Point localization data
- - -

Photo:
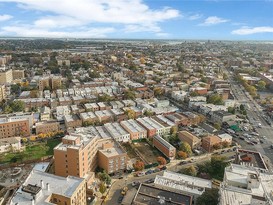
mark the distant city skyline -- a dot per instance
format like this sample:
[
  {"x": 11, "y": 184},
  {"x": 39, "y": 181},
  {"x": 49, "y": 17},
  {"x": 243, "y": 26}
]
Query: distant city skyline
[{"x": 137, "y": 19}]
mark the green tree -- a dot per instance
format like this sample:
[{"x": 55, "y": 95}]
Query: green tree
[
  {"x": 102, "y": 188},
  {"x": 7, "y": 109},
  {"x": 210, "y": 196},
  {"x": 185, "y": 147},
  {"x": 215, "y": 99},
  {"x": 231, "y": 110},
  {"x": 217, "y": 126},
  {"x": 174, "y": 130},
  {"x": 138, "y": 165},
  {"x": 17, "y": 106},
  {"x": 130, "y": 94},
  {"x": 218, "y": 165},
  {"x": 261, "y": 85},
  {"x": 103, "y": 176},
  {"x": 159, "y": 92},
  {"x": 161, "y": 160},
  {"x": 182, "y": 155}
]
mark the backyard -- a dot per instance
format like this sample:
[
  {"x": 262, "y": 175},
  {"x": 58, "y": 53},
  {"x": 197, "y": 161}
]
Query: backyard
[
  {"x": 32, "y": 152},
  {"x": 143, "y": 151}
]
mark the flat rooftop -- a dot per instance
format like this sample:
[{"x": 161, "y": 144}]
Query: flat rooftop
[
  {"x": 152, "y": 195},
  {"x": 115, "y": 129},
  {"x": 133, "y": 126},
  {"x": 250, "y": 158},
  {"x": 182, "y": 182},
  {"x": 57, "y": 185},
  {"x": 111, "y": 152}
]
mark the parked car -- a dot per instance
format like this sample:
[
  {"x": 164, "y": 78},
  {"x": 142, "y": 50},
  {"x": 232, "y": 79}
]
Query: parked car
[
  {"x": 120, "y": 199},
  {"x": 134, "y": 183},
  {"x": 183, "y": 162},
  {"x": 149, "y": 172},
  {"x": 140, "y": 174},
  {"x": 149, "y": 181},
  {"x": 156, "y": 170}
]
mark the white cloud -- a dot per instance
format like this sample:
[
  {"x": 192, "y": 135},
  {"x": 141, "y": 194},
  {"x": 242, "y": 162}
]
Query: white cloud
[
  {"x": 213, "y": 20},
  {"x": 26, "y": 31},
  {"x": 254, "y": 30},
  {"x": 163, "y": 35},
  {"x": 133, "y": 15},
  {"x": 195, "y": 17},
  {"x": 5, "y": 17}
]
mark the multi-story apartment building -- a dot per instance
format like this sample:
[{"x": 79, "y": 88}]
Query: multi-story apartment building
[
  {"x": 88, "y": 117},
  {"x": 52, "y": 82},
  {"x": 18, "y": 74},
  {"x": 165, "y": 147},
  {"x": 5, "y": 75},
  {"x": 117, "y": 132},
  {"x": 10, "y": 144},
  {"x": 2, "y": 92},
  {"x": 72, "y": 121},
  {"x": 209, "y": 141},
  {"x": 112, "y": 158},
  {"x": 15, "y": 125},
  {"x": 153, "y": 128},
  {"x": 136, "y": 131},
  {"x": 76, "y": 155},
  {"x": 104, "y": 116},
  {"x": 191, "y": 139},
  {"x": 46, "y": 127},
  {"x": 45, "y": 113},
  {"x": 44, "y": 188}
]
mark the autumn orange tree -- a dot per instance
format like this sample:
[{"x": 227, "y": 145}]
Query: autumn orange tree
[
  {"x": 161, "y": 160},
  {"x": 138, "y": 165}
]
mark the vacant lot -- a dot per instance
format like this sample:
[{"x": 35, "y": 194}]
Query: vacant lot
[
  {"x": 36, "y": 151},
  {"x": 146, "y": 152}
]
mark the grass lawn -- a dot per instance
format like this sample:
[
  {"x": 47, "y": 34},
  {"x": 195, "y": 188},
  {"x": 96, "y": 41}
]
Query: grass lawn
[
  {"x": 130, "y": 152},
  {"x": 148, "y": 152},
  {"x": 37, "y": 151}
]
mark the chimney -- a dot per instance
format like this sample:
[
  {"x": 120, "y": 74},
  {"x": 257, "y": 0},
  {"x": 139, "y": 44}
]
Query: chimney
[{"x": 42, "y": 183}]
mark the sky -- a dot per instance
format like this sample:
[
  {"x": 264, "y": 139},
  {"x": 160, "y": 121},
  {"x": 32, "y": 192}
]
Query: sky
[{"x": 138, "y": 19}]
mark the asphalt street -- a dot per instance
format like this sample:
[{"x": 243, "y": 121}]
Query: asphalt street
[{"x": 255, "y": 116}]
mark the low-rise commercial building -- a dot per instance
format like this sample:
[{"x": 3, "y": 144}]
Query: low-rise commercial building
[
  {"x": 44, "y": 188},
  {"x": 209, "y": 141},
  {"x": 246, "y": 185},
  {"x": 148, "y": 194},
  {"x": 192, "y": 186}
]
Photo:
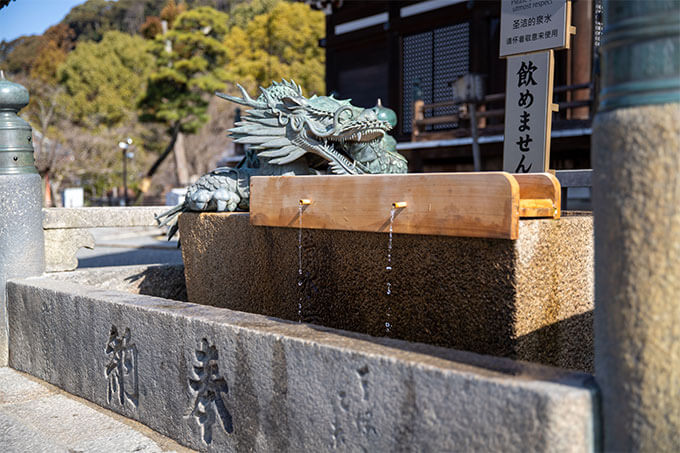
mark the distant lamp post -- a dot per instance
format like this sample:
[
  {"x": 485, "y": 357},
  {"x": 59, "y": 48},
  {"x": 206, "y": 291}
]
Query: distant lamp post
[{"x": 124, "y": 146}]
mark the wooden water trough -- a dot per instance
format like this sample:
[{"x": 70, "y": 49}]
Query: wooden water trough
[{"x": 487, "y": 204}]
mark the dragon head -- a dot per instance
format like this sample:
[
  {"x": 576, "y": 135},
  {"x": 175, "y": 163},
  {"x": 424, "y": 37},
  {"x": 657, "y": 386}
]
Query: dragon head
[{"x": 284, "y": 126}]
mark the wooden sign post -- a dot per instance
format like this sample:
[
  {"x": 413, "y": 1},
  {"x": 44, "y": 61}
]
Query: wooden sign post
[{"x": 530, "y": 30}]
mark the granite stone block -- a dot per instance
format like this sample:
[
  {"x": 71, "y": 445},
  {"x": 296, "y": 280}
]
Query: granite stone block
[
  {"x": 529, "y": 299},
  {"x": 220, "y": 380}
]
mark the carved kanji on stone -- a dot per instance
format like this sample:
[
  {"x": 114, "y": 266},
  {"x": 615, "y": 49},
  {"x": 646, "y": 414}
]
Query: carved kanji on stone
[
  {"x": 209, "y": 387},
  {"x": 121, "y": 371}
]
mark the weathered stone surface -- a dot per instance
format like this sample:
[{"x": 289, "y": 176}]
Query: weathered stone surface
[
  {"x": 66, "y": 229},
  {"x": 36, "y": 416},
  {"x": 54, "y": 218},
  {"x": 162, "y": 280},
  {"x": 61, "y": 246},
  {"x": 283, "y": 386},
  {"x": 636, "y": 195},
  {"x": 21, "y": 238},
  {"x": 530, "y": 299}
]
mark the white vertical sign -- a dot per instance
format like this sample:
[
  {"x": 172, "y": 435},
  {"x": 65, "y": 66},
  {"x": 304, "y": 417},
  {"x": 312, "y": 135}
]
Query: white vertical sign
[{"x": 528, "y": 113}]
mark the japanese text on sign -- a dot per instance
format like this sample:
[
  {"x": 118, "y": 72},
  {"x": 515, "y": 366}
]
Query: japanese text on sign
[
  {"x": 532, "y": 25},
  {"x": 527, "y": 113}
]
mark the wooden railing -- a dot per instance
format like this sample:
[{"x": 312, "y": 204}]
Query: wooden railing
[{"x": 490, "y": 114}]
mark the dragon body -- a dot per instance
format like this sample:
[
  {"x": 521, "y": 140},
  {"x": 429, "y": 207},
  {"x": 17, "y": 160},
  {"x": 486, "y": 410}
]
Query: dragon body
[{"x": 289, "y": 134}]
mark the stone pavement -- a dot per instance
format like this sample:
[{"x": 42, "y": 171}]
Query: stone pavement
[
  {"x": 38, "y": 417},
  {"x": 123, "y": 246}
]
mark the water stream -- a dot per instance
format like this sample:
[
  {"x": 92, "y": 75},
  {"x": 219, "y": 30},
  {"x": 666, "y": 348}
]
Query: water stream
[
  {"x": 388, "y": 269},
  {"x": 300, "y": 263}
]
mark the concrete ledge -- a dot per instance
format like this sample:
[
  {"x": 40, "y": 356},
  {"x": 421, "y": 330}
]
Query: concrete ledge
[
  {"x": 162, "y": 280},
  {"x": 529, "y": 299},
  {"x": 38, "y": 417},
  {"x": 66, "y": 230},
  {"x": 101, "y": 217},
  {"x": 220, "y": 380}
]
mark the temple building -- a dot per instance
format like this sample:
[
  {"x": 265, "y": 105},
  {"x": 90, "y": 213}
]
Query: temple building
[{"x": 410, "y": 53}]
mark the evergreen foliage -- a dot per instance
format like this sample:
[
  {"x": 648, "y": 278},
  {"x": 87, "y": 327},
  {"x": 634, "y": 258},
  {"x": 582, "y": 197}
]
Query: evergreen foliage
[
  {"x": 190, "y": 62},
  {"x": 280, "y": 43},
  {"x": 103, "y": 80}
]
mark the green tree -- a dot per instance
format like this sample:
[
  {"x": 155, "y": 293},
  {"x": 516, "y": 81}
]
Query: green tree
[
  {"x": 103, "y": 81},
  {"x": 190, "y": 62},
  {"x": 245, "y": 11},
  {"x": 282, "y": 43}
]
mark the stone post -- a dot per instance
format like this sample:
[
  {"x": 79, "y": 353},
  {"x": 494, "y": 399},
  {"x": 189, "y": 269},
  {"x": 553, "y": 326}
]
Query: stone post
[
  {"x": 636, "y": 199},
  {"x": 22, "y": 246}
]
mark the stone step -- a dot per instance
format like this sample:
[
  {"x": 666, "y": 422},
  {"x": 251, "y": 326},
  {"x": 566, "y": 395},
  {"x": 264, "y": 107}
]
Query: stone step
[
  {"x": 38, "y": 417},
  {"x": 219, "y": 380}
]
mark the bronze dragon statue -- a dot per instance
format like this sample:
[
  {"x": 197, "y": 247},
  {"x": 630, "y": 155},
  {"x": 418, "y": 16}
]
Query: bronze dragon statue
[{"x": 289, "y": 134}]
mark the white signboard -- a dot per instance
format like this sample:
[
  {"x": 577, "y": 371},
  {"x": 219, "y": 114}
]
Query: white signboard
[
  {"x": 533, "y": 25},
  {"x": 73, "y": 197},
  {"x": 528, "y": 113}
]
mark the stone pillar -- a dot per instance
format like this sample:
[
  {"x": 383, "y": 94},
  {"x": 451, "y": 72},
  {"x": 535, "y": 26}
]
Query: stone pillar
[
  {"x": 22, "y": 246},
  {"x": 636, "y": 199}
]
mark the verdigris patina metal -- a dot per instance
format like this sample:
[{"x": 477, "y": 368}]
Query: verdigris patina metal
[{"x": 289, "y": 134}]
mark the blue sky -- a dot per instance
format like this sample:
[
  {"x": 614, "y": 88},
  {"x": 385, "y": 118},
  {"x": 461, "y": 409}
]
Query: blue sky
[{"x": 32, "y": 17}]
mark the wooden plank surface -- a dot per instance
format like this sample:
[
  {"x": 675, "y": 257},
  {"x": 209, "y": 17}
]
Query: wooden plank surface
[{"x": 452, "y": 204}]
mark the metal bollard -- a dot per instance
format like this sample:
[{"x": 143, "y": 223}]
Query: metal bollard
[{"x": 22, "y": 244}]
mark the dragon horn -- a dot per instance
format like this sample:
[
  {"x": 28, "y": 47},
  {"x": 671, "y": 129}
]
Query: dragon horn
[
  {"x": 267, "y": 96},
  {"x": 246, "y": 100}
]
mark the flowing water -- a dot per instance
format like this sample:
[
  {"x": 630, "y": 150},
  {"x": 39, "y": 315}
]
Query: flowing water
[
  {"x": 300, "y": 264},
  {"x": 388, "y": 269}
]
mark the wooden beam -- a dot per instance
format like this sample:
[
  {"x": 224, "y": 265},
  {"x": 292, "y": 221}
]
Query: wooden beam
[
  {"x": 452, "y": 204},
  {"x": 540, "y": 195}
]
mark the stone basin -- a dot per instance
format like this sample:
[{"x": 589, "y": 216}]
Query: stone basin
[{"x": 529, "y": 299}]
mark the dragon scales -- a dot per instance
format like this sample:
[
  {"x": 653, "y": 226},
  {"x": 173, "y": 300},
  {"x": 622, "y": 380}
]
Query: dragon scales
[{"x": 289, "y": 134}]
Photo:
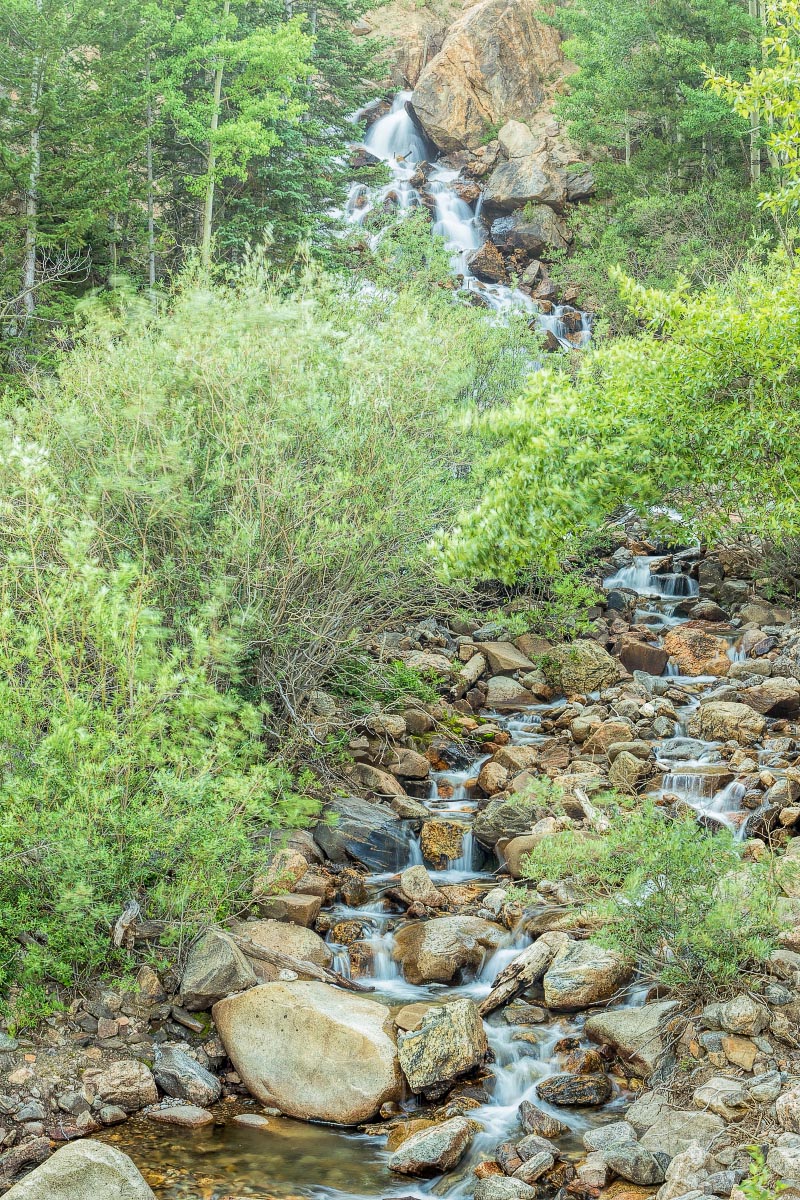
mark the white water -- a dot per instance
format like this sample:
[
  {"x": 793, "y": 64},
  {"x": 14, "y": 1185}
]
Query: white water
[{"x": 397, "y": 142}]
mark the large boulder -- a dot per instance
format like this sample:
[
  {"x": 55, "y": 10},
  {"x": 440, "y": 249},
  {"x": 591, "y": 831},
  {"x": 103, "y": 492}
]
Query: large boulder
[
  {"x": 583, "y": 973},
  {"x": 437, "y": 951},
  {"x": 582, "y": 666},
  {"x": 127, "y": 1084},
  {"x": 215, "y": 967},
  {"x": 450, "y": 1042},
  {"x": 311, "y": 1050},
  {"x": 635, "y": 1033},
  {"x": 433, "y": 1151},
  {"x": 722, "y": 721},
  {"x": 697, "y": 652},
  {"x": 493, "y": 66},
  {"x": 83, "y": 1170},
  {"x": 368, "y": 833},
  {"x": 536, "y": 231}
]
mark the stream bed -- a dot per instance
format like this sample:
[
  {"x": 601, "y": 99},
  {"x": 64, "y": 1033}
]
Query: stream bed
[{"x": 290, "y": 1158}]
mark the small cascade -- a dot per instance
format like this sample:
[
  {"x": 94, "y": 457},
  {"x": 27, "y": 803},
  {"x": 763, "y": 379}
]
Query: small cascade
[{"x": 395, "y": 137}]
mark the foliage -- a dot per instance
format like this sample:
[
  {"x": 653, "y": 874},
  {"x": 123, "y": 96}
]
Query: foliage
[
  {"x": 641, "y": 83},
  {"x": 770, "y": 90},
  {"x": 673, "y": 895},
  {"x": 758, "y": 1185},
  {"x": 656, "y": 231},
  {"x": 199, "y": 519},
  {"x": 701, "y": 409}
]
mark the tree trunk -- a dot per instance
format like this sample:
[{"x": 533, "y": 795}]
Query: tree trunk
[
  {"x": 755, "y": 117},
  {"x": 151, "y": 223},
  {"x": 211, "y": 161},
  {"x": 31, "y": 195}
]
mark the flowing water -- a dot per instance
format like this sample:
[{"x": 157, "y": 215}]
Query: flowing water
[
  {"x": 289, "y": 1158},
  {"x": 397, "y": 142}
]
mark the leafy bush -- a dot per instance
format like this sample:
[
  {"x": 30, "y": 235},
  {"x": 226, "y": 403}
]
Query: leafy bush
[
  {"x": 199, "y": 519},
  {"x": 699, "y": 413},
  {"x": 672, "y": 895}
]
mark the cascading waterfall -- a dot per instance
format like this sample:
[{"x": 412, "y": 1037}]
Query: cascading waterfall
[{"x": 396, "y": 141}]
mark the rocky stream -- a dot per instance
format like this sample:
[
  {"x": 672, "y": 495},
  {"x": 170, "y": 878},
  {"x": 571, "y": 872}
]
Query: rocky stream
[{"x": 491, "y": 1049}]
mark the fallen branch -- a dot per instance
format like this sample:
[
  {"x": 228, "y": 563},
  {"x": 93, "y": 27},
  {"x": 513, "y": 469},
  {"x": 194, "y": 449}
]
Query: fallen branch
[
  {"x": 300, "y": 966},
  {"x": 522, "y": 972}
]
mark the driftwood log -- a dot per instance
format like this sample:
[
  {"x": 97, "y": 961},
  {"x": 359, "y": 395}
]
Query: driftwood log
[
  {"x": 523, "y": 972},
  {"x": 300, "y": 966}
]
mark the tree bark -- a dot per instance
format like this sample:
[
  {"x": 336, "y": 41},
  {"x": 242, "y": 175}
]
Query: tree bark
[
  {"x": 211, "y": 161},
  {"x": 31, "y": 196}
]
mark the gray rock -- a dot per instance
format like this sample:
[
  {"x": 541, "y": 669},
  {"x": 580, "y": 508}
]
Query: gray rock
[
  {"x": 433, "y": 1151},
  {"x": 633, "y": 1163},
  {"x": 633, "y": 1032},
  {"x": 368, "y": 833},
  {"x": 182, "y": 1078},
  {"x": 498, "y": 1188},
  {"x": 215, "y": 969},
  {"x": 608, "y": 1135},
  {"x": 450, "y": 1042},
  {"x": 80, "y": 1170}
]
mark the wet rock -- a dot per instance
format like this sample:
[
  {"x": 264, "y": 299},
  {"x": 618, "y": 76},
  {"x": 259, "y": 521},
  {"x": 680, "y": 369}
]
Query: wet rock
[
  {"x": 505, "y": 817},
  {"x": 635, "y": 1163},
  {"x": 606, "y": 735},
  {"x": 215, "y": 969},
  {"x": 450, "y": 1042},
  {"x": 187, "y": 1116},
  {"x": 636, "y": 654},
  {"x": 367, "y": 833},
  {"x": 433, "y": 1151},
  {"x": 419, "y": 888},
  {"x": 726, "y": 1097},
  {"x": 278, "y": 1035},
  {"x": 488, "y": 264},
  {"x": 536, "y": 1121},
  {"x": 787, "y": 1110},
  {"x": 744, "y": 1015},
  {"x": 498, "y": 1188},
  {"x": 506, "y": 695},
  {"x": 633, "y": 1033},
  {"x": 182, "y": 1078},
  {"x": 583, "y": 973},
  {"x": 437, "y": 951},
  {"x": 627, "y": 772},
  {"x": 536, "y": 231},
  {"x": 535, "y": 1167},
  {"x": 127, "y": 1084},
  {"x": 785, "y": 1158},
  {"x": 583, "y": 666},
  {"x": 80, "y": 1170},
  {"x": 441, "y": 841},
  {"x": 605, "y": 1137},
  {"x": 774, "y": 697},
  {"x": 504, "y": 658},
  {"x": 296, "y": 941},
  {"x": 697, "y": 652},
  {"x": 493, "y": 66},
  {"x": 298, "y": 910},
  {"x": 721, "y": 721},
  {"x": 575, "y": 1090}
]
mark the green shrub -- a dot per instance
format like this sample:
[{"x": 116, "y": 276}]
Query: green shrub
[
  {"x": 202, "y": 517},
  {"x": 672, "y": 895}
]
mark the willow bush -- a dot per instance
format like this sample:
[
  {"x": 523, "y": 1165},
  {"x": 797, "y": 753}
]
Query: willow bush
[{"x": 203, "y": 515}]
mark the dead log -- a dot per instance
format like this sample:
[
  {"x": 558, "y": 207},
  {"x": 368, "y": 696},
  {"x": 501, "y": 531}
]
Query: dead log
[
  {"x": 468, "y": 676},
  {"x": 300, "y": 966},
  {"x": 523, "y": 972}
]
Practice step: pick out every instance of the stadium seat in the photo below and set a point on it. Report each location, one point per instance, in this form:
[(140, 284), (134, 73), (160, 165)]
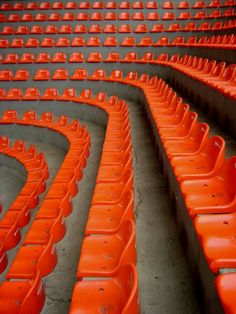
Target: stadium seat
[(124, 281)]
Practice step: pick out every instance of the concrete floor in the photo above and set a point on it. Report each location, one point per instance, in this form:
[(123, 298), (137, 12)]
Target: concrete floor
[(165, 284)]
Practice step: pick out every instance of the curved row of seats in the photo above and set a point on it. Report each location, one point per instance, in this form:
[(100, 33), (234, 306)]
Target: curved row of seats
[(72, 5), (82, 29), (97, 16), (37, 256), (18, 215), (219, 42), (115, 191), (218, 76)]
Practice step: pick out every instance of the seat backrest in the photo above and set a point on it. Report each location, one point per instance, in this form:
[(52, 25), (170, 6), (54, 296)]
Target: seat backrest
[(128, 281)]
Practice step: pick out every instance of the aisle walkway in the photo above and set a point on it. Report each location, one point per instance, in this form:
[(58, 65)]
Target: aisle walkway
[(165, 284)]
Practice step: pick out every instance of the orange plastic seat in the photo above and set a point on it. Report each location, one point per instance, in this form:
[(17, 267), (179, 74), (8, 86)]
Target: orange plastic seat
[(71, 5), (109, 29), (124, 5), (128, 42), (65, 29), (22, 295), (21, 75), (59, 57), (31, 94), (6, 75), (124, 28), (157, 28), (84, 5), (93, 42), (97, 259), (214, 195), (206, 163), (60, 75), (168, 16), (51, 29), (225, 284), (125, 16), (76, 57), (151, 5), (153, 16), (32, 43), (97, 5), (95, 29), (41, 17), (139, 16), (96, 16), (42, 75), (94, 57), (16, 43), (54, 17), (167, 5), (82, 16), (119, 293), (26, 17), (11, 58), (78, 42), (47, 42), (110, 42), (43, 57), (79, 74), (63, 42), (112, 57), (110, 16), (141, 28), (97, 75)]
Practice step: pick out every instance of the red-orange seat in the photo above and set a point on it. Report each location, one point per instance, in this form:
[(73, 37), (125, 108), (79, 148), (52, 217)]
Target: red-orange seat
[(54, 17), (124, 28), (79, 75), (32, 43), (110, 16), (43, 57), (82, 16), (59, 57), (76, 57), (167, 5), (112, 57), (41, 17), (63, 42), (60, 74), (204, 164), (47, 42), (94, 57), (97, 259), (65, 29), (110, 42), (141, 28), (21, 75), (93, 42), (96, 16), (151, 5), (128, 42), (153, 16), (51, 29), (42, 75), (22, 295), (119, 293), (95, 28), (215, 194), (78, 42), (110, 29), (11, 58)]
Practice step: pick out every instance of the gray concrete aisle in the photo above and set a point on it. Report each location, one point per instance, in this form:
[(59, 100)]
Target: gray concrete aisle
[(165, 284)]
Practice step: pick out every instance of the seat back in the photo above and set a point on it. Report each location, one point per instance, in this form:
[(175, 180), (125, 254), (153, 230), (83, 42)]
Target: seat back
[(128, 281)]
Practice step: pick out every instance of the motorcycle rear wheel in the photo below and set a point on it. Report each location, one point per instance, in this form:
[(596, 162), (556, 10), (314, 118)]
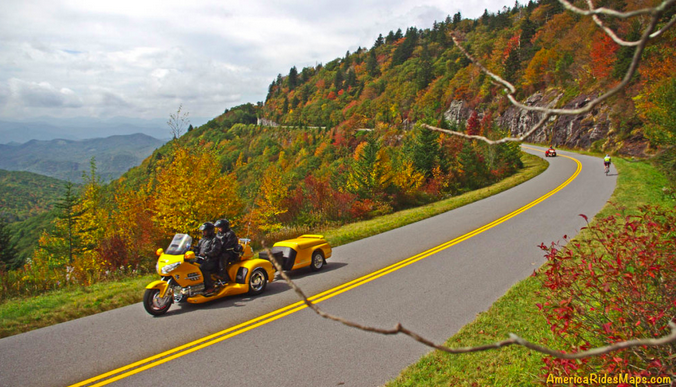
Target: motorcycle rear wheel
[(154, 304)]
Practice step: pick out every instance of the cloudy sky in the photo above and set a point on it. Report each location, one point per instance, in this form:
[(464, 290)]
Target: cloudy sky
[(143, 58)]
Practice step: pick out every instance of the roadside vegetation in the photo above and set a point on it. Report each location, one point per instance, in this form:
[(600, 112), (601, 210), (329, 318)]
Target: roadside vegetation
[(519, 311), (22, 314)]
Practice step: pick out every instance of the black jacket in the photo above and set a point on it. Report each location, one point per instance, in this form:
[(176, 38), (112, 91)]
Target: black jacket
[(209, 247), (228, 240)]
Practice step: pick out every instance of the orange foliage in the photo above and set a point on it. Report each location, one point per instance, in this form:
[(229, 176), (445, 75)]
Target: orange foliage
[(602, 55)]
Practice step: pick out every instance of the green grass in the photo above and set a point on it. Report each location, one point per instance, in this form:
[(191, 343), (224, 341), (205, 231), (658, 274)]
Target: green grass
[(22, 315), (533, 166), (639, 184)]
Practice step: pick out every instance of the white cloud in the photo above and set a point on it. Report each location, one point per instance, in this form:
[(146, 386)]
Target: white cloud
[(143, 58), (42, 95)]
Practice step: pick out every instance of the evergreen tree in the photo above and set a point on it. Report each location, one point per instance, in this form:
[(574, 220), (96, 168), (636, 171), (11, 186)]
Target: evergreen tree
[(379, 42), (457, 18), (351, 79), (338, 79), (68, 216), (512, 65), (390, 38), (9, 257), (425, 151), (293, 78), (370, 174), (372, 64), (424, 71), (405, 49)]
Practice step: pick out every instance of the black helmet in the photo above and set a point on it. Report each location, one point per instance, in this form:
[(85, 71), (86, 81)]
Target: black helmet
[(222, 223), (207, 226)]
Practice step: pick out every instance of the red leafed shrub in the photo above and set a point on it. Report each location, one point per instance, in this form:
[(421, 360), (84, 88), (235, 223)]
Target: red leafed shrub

- - -

Aim of the task → Determine the number of lines in the data above that hold "leafed", and reply with that number alone.

Completed exercise → 2